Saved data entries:
==========
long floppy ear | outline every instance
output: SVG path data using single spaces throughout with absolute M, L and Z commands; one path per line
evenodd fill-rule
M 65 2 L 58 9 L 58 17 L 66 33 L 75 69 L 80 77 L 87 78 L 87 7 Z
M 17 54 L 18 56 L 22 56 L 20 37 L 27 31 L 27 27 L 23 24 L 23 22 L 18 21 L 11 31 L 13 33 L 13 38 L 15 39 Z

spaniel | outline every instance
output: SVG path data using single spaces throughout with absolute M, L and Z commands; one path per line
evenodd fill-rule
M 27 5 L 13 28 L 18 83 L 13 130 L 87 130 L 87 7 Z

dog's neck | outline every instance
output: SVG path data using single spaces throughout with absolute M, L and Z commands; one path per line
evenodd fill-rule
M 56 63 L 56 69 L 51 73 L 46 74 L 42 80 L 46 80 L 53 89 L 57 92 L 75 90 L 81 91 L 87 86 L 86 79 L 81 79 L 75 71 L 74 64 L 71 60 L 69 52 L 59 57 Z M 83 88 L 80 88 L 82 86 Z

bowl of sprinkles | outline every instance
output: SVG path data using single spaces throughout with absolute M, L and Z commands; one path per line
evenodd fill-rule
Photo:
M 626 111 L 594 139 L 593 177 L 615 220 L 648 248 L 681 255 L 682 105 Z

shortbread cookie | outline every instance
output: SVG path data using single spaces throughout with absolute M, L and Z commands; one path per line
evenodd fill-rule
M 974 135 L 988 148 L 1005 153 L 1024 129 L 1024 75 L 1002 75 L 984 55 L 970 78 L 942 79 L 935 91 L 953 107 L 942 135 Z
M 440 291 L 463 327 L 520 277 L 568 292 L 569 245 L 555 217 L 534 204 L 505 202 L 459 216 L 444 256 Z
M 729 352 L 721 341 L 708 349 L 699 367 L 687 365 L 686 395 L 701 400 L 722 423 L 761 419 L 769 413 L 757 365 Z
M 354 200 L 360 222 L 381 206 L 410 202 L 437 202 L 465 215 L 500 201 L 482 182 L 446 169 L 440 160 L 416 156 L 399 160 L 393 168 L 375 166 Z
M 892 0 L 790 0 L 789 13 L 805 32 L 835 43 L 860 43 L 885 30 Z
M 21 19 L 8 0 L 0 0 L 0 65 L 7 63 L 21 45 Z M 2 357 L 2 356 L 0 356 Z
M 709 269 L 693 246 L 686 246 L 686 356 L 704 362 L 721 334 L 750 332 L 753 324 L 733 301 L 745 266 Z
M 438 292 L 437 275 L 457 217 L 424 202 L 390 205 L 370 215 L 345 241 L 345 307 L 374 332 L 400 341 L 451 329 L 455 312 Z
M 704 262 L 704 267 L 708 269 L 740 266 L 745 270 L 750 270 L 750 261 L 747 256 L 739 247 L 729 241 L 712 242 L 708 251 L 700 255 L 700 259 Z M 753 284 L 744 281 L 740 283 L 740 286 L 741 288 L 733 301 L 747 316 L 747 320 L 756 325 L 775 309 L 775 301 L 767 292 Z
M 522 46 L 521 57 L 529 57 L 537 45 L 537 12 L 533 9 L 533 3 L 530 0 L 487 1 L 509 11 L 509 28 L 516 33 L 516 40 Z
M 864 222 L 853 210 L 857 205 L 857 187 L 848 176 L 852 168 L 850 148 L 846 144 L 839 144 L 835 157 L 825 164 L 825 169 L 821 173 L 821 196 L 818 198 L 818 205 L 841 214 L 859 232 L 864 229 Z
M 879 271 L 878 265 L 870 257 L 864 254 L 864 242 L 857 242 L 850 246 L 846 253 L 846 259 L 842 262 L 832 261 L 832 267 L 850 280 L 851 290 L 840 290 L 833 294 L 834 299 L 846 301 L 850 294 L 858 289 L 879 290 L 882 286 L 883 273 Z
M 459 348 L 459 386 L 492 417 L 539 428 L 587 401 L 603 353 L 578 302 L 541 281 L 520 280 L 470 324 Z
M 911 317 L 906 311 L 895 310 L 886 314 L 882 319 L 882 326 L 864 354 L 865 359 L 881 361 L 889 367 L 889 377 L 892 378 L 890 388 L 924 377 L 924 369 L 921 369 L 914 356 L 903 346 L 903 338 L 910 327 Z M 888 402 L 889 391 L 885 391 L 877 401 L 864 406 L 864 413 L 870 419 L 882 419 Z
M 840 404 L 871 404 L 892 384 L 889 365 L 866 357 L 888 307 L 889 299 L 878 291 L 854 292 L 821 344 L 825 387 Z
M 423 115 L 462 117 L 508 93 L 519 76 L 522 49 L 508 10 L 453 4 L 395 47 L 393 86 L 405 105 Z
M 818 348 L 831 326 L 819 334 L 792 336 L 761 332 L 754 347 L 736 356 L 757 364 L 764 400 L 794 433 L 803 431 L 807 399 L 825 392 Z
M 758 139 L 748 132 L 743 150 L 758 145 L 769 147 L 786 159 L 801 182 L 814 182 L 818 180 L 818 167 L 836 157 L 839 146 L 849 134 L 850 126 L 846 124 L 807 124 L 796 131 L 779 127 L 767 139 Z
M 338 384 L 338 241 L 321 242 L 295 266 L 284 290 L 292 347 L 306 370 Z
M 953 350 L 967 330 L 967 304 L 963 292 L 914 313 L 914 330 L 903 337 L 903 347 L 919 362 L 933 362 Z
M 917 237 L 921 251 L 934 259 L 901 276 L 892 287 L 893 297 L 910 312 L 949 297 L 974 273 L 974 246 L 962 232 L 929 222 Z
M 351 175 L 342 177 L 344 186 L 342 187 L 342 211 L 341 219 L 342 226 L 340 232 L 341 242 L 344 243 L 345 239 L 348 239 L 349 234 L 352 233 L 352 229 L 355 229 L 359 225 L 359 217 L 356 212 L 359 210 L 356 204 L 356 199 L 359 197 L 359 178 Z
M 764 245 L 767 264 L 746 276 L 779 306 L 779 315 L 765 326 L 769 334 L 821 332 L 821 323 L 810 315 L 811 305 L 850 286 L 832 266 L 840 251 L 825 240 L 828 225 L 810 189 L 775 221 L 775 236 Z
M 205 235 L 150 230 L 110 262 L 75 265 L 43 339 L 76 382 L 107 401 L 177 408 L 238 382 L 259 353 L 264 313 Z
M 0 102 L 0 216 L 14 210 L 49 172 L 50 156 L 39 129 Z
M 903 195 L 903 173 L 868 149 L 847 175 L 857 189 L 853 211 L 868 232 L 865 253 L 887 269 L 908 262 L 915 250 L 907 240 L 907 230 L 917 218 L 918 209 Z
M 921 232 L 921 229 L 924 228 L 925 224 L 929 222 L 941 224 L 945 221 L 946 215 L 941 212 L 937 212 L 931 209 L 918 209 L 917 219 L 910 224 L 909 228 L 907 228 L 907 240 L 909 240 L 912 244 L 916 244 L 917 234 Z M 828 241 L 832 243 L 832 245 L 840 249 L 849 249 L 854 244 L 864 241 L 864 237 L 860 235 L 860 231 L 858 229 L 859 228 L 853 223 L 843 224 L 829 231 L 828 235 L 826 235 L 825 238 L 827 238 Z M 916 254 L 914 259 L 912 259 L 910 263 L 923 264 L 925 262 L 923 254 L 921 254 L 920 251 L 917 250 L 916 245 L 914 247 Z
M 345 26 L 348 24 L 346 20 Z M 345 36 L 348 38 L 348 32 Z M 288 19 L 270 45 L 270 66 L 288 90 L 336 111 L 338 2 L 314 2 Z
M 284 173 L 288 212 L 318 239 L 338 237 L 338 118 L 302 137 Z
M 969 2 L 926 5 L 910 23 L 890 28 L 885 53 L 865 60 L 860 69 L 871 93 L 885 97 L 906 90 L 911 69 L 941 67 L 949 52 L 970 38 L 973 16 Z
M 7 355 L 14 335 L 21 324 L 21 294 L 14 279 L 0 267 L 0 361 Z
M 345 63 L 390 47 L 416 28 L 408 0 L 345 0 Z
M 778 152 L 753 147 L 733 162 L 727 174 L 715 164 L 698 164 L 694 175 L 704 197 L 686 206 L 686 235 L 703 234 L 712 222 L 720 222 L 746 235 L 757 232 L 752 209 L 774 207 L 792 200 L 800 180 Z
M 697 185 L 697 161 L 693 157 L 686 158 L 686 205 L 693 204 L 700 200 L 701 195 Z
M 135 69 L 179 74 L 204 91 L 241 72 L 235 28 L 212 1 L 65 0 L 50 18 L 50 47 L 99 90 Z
==========
What is needed is a word-for-word copy of the records above, from the first line through the line that contains "spaniel | outline every instance".

**Result:**
long floppy ear | outline every instance
output: SVG path data using single spaces throughout with absolute M, L and Z commands; one path per line
evenodd fill-rule
M 65 2 L 58 9 L 58 17 L 66 33 L 75 69 L 80 77 L 87 78 L 87 7 Z
M 17 54 L 18 56 L 22 56 L 20 37 L 27 31 L 27 27 L 23 24 L 23 22 L 18 21 L 11 31 L 13 33 L 13 38 L 15 39 Z

spaniel | outline every instance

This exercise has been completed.